— Begin Excerpted records —

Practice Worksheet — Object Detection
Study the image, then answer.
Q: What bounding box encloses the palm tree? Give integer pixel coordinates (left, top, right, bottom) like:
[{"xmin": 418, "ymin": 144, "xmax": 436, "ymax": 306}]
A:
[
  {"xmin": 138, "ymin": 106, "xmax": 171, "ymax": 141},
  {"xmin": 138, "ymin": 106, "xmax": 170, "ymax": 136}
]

— End Excerpted records —

Task objective:
Can you rewrite the records above with "integer" replaced by "whole-number" and every other word left as it is?

Correct answer:
Practice Worksheet — Object Detection
Study the image, then answer.
Q: What bounding box encloses the palm tree? Give whole-number pixel coordinates (left, top, right, bottom) like:
[{"xmin": 418, "ymin": 144, "xmax": 436, "ymax": 306}]
A:
[
  {"xmin": 138, "ymin": 106, "xmax": 171, "ymax": 141},
  {"xmin": 138, "ymin": 106, "xmax": 170, "ymax": 136}
]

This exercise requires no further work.